> _AIM OF THE TASK_
Substitute "black coat" for "dark jacket" in the items below and reproduce them with everything else unchanged.

----------

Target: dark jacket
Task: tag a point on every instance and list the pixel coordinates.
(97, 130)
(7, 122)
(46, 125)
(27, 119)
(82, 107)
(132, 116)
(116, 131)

----------

> _RESPONSE BELOW_
Target: black coat
Task: tag a point on every instance and list the pixel coordinates.
(97, 130)
(7, 122)
(46, 125)
(27, 119)
(82, 107)
(132, 116)
(116, 131)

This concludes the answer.